= Text provided =
········

How to Build a Salary Range (Min-Mid-Max)
Published: 21 Feb 2026
6 min read
Category: Insights
A salary range is a simple way to keep pay decisions consistent, explainable, and fair. The midpoint is your anchor (often aligned to the market), while minimum and maximum create guardrails for hiring, progression, and pay reviews.
Key Takeaways
• Start by setting midpoint pay to market-aligned role matches, then derive min and max from a clear range policy.
• Use consistent range widths by job family and level so progression rules remain transparent and fair.
• Validate ranges against internal equity and compression risks before applying them to hiring or review cycles.
• Document governance for movement-in-range, exceptions, and annual refresh to keep structures credible over time.
Range design becomes much stronger when it is grounded in a clear salary benchmarking approach.
A salary range is a simple way to keep pay decisions consistent, explainable, and fair. The midpoint is your anchor (often aligned to the market), while minimum and maximum create guardrails for hiring, progression, and pay reviews.
This guide uses familiar Australian HR/payroll language (e.g., superannuation, award, enterprise agreement, remuneration, base salary), but it won’t hammer “Australia” in every paragraph.
What Minimum–Midpoint–Maximum Means in Practice
- Minimum: where you’d typically hire someone who meets the requirements but is still building capability at the level (or is new to the role).
- Midpoint: the rate for a solid performer who is fully proficient at the level often your market benchmark.
- Maximum: the upper end for someone operating strongly and consistently at the level, before the role genuinely becomes “the next level up”.
Ranges aren’t a promise of automatic progression to maximum. They’re a structure for making decisions consistently.
Step 1: Start With the Right Job Match (Title Isn’t Enough)
If you benchmark the wrong job, your range will be wrong no spreadsheet can fix that.
Practical job match checklist
- Job family and discipline (e.g., Engineering → Backend; Finance → FP&A)
- Level and scope (complexity, autonomy, decision-making, stakeholder impact)

········

= Material to process =
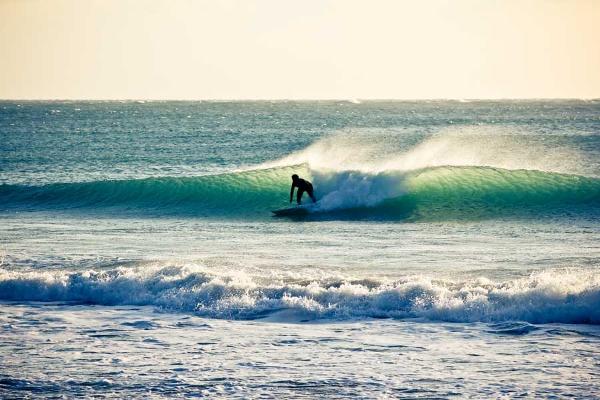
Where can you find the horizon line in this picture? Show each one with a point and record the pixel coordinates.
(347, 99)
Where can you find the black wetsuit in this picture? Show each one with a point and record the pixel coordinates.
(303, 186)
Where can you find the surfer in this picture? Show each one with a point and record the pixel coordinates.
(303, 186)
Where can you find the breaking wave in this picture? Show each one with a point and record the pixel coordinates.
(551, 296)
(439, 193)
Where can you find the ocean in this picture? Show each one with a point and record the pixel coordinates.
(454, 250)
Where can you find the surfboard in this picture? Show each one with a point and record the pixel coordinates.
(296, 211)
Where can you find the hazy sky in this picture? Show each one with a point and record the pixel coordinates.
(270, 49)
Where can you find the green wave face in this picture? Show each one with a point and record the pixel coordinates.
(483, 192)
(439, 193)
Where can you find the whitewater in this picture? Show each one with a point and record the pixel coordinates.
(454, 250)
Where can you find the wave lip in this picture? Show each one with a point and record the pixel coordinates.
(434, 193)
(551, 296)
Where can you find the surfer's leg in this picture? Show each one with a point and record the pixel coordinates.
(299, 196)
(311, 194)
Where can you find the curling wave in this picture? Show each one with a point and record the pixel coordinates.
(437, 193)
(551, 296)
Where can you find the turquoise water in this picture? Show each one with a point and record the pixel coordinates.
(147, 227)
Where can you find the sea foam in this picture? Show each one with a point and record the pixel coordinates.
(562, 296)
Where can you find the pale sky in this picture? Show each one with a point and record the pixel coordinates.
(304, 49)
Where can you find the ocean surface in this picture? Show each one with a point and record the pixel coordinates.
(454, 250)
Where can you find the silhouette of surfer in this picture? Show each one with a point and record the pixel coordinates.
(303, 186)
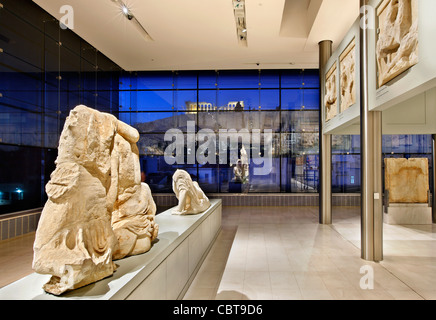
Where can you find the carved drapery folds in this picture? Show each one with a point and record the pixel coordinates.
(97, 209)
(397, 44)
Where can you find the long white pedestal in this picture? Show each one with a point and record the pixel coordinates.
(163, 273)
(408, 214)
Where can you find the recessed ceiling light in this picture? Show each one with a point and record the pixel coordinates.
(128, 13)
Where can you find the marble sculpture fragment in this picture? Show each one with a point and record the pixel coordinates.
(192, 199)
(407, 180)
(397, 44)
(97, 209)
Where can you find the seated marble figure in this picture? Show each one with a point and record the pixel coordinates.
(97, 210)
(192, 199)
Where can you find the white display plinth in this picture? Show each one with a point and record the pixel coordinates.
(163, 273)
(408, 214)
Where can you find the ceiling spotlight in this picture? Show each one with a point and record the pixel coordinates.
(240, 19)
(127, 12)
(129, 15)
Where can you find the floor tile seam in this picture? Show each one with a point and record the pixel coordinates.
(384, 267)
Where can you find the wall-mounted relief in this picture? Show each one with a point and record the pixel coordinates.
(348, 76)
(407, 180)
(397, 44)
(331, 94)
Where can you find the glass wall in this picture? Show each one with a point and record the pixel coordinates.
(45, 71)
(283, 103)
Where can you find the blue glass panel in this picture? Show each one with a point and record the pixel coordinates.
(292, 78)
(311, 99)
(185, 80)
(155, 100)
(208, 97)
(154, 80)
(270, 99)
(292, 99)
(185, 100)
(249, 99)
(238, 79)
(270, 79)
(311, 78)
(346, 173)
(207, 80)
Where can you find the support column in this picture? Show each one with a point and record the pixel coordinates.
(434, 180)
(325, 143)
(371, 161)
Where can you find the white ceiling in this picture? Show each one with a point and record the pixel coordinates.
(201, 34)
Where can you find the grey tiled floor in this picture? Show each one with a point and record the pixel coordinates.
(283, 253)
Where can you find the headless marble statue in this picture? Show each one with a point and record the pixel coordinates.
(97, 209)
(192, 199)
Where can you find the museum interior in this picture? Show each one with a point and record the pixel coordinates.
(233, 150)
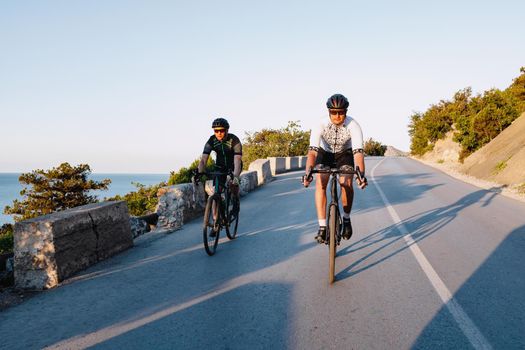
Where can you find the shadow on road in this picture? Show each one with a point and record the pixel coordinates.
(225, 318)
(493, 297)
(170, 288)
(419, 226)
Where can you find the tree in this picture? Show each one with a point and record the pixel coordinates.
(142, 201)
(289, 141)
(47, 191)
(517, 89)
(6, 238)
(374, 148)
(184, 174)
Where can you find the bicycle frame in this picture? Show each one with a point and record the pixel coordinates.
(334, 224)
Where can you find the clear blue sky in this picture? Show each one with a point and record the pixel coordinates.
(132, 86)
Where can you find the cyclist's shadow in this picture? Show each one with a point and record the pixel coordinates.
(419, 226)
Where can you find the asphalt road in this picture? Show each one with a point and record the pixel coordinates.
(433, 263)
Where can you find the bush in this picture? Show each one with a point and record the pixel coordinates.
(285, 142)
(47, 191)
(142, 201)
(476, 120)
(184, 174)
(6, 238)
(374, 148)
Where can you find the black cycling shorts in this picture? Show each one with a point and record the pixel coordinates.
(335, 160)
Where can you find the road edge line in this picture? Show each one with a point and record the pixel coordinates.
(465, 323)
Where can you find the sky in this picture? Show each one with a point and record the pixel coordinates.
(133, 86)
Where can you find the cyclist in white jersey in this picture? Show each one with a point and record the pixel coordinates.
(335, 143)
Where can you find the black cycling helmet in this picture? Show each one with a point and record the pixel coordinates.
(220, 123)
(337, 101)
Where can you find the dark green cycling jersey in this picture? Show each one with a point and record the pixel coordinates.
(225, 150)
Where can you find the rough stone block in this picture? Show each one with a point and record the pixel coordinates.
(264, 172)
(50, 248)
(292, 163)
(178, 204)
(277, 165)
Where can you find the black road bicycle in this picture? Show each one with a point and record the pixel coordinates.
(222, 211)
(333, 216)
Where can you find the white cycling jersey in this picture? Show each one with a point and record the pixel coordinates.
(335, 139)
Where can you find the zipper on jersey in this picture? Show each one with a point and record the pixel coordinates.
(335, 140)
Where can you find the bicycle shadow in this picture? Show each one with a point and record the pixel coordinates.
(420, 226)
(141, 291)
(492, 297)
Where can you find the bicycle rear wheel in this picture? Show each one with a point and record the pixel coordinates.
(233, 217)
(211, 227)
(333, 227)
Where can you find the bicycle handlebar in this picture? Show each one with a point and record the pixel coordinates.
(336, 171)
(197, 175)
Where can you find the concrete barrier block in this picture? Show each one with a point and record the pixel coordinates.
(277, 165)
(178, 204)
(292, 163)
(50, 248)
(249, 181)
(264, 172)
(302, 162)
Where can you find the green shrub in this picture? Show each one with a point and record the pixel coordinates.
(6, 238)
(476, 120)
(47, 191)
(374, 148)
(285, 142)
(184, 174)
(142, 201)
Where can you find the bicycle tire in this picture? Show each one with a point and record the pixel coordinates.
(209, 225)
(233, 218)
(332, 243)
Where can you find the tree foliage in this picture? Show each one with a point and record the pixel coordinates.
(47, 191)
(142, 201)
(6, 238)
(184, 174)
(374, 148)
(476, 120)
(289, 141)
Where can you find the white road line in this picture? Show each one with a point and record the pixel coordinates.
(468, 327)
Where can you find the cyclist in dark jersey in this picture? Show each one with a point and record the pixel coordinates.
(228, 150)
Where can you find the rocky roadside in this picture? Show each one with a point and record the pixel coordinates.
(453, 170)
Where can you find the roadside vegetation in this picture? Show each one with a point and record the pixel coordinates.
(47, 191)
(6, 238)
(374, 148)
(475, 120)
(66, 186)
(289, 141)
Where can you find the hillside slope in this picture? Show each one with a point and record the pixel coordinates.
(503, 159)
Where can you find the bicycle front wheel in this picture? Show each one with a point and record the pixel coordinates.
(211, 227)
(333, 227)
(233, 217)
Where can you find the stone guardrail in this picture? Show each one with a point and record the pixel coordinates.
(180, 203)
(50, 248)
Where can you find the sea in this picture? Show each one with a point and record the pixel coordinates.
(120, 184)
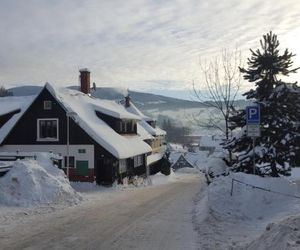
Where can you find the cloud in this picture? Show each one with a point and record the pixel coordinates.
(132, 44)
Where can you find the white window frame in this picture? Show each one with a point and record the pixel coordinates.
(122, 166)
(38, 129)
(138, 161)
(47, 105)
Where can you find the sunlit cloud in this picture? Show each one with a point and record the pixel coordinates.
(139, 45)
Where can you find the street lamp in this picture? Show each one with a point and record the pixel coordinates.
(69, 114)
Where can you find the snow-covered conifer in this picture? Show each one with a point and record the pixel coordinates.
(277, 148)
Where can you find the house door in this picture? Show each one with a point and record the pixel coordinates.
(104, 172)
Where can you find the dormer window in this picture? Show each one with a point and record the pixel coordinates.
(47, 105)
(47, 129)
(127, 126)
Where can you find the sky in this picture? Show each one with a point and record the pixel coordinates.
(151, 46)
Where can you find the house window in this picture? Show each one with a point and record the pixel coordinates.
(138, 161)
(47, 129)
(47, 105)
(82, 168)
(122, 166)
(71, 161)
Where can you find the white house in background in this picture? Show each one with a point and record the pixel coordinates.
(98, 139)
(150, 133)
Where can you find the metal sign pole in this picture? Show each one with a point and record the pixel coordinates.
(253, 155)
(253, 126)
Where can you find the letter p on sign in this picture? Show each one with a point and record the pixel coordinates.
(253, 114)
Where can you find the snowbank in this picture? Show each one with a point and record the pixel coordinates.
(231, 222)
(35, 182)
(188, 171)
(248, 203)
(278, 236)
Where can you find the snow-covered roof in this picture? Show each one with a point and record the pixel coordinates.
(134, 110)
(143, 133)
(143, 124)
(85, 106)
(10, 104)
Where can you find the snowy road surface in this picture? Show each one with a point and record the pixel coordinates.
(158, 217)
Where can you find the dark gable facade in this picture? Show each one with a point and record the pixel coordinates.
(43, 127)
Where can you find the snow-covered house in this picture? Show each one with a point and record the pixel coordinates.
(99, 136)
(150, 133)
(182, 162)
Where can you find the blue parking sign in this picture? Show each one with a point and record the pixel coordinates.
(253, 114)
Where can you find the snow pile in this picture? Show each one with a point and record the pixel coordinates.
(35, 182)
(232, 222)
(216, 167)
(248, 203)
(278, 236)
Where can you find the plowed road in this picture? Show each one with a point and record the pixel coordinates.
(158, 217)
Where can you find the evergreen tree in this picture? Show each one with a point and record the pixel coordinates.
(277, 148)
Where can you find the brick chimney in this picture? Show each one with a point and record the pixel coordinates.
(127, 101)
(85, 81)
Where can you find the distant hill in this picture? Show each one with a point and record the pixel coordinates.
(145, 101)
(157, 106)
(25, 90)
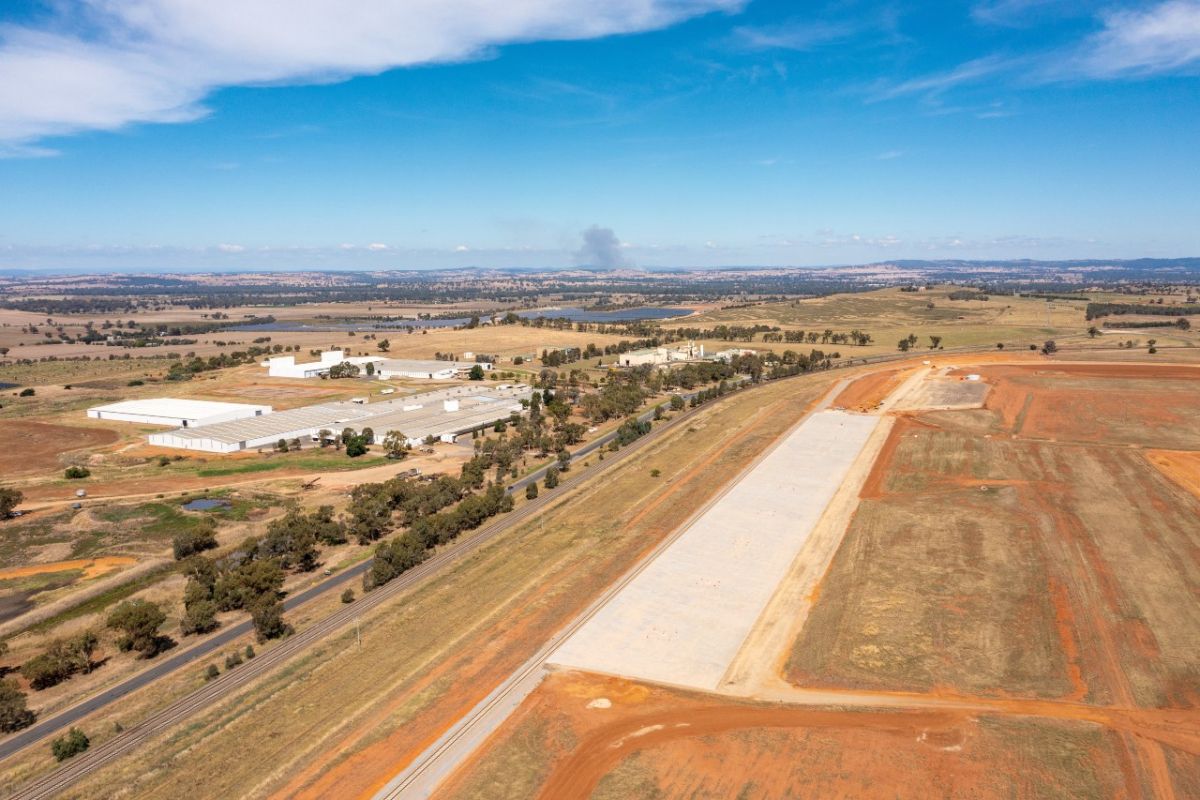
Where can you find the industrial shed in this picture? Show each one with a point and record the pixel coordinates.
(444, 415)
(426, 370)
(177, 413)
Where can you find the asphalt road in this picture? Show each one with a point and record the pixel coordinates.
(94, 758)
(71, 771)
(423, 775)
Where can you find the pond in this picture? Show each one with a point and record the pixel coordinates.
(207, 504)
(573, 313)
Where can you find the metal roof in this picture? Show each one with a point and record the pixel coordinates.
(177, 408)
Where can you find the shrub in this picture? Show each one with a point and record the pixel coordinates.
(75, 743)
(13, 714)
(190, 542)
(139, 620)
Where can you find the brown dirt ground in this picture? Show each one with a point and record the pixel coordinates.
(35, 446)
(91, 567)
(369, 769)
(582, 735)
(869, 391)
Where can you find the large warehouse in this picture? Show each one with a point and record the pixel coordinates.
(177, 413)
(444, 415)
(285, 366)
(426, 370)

········

= Problems to work on =
1 – Reproduce word for word the passage of the salary range guide between "Published: 21 Feb" and "credible over time.", inclusive.
2 – Gather every line of the records that contains the string "block". Matching is case-sensitive.
The salary range guide and the records are unrelated material.

= Per-task outputs =
1 –
Published: 21 Feb 2026
6 min read
Category: Insights
A salary range is a simple way to keep pay decisions consistent, explainable, and fair. The midpoint is your anchor (often aligned to the market), while minimum and maximum create guardrails for hiring, progression, and pay reviews.
Key Takeaways
• Start by setting midpoint pay to market-aligned role matches, then derive min and max from a clear range policy.
• Use consistent range widths by job family and level so progression rules remain transparent and fair.
• Validate ranges against internal equity and compression risks before applying them to hiring or review cycles.
• Document governance for movement-in-range, exceptions, and annual refresh to keep structures credible over time.

2 –
Where can you find the rough stone block in this picture? Show each one with a point and record the pixel coordinates.
Where can you find the concrete barrier block in this picture? Show each one with a point and record the pixel coordinates.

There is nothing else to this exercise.